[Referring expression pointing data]

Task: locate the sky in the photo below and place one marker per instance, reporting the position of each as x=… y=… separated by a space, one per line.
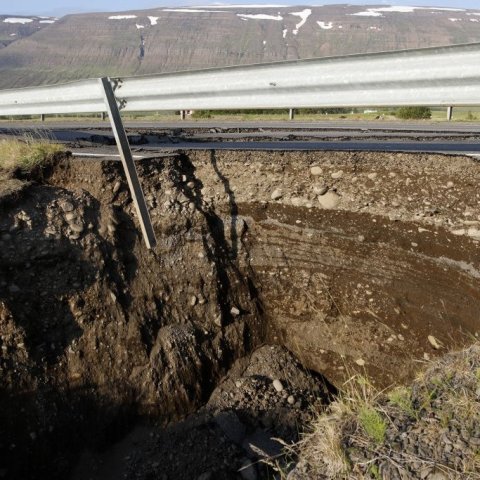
x=60 y=7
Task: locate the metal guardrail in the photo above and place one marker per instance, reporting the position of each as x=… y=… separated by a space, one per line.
x=440 y=76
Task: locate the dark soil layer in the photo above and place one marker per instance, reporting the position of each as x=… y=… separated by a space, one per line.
x=367 y=261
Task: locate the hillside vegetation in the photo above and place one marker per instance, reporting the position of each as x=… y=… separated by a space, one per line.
x=166 y=40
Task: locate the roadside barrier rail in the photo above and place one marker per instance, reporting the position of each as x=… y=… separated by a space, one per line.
x=440 y=76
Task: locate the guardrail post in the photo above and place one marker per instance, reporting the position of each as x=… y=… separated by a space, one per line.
x=449 y=113
x=128 y=163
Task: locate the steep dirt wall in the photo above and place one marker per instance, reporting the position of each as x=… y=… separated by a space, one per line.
x=351 y=261
x=362 y=260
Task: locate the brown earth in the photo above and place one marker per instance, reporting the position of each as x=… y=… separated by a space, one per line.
x=368 y=261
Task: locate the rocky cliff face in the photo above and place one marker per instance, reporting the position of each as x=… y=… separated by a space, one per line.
x=13 y=28
x=166 y=40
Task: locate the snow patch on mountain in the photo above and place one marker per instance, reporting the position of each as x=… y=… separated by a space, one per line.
x=325 y=25
x=121 y=17
x=18 y=20
x=260 y=16
x=304 y=14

Assigned task
Each record above should be returned unchanged, except that the pictures are dropped.

Response to this task
Task: locate the sky in the photo below and place one marker per instance, reporting the position of each as x=… y=… separated by a space, one per line.
x=60 y=7
Task: locate the metal guardrail in the photo above and place one marker per instance, reporting the position of each as x=… y=… separated by a space, one per line.
x=440 y=76
Task: locate the dark soil layer in the photo above and place one marker per instance, reporting the position of each as x=… y=… separated by a space, one per line.
x=367 y=261
Task: locate the hillside vegetation in the photo above and place one marker per instance, reporting the position of each as x=… y=… separated by a space, one per line.
x=166 y=40
Task: locate the roadside barrier rail in the photo above and place one marker per instance, reporting the position of each as x=… y=… separated by a space, one per line.
x=440 y=76
Task: locate the guardrail post in the photo above and place one marker per instance, reporting the position of each as x=… y=… separated by a space, one per line.
x=449 y=113
x=128 y=163
Task: locate the steep dirt wall in the photo above and place one marker per instance, reporting the position of each as x=… y=… separated by a space, one per line.
x=351 y=261
x=362 y=260
Task: locate the brown earth in the photo above and place one marker per instance, reporting the position of each as x=… y=… separated by a space, one per line.
x=368 y=261
Task: locate the rocky cliff face in the photo above and place one marker per instance, reporting the position of each as x=… y=… separated by a space, one per line.
x=13 y=28
x=166 y=40
Task: locate the snow patch on mountain in the photo above and place one marker per instance, reporting the position of each as x=… y=… separated by a space, one per line.
x=325 y=25
x=121 y=17
x=18 y=20
x=260 y=16
x=304 y=14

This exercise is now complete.